What you are asked to do:
Resume the passage on the House Republicans' Jedi Council, writing on from its final sentence about Heritage Action and the Club for Growth.

Quoted text:
This Congress, Price and Hensarling are out of the leadership team. Price lost a bid for conference chairman to Cathy McMorris Rodgers, who was backed by leadership, and Hensarling became chairman of the financial-services committee. At one point, Boehner offered Price a largely ceremonial spot at the leadership table if he would drop his candidacy and pledge not to publicly break with Boehner for two years. Price declined.
Price’s ambition in particular provokes a great deal of suspicion from Boehner and leadership. The two essentially have no relationship, sources close to both men say, and there are perceptions of a broader distrust between the speaker and the Council. Some leadership aides ask whether the Jedi Council is designing the next debt-ceiling fight to culminate in a challenge to Boehner’s speakership; one rank-and-file House member told me in March that the Jedi Council pitched re-sequencing to him as a way of giving Boehner the rope he needed to hang himself. A Jedi Council member told me — before the Council’s decision not to speak to National Review Online — that this isn’t their plan, and several knowledgeable sources agreed that a coup doesn’t sound like them. (For one thing, trying to take out Boehner in the middle of a Congress could have adverse effects on the 2014 elections.)
As for the other members of the Council, Ryan has forged a closer relationship with Boehner since being picked for the Romney presidential ticket. Scalise and Jordan retain good working relationships with the leadership, but Hensarling, out of leadership, has drifted away.
Each of the five members of the Jedi Council brings a different strength and reaches a different part of the GOP conference, supporters say. Ryan has star power and deep credibility on budget issues. Hensarling is the elder statesman of the RSC, a longstanding conservative House caucus. Price, a physician, has expertise on health care. Jordan enjoys friendships with some of the most stubborn conservative members of the GOP conference. Scalise, elected in 2008, is coming into his own and has relationships with some cliques that the others know less well.
In the view of some conservative groups, the Williamsburg Accord has been a mixed bag, and Ryan in particular is in danger of losing his sheen because of his role, even if few observers realize it. Some prominent conservatives were shocked, for example, to learn that the Ryan budget achieves balance in ten years in part because it assumes that tax revenues will remain at their current level, 19 percent of GDP, which includes the fiscal-cliff and Obamacare tax increases. Officially, this revenue level will be achieved by a reformed tax system with lower rates and the resultant economic growth. But the assumed tax revenues as a percentage of GDP are higher than their historic average, which the outside groups find problematic. Both Heritage Action and the Club for Growth have nonetheless stayed neutral on the proposal, avoiding a fight and giving Ryan more room to maneuver.

(Pointing records)
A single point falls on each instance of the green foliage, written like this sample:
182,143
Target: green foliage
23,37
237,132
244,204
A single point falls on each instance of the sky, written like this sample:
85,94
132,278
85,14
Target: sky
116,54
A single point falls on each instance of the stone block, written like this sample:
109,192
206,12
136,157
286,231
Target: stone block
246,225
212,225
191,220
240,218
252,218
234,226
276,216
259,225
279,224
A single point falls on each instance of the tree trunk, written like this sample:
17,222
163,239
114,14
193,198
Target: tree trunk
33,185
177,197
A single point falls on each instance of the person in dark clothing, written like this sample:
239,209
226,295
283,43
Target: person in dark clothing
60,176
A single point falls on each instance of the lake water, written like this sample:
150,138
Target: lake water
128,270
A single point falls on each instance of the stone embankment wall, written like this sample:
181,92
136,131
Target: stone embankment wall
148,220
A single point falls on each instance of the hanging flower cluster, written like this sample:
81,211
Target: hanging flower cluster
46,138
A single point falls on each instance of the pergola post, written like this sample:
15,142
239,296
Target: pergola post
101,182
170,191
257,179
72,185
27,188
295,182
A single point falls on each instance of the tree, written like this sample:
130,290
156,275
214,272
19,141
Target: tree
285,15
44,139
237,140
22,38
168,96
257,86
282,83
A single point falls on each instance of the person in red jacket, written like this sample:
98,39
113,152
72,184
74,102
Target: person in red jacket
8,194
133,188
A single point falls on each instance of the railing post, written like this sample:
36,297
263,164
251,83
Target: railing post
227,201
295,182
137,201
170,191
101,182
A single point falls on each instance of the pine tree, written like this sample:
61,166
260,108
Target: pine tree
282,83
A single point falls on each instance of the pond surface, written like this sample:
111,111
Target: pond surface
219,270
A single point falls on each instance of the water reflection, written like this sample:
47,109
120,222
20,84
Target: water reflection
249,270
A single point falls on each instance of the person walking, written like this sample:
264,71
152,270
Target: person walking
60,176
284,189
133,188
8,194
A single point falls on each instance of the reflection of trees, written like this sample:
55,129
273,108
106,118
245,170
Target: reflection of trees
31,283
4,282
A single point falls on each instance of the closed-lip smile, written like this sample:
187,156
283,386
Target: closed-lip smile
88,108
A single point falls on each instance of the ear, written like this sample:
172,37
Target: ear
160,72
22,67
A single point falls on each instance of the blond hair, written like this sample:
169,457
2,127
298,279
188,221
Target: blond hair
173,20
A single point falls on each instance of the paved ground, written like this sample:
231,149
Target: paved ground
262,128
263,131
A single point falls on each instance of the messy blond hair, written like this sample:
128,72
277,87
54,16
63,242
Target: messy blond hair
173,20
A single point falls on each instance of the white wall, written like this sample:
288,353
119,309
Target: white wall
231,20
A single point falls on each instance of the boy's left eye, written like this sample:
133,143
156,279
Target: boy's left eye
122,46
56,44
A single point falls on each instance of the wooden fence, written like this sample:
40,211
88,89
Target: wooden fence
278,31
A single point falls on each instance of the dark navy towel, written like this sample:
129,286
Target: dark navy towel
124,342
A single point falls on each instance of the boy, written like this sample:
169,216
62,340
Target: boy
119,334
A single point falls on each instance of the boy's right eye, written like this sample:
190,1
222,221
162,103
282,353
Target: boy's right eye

Response to this exercise:
House conservatives are also concerned that the improving economy has made it possible to postpone the debt-ceiling fight again and again: As more tax revenue comes in, the Treasury Department can fund the government longer with its existing borrowing authority. Ryan said in a recent radio interview that debt-ceiling D-Day will now come in November, much later than the summer battle originally anticipated.
The building angst about the strategy is partly why Senate conservatives, led by Ted Cruz and Mike Lee, began calling for using the upcoming continuing-resolution (CR) bill to defund Obamacare, a departure from the path laid out at Williamsburg. Cruz in particular has been quite successful at driving the debate in the media, even while the Jedi Council and other House Republicans have rejected his approach.
Boehner announced yesterday during a conference call with rank-and-file members that he will push for a short-term CR — a strong hint that a do-or-die Obamacare fight isn’t in the mix during the CR debate. Instead, leadership will follow the original plan to force a debt-ceiling brawl. That plan, however, prompts questions about the fine print of the Williamsburg Accord — what, that is, the brawl should be about. A source familiar with the deal recently told me, “The agreement was that it would include cuts or reforms that put us ‘on the path to balance’ in ten years. The bill wouldn’t necessarily have to achieve balance in ten years all by itself.”
What does putting the budget on a “path to balance” mean? “You can drive a truck through that loophole,” says one senior GOP aide. Scalise has talked about trading parts of the Ryan budget for increases in the debt ceiling — small tax and spending reforms for small debt-ceiling increases, and big reforms for bigger increases. Boehner would negotiate the details with President Obama, in theory producing some middle-ground deal.
How closely will House leaders stick to the Williamsburg Accord once tensions rise and the debt ceiling approaches? In public remarks, Boehner has said several different things, including promising a debt-ceiling increase only in return for the same amount in cuts and saying that “our goal here is to get this country on a path to balance the budget over ten years.” A spokesman clarified to NRO that no decisions have been made.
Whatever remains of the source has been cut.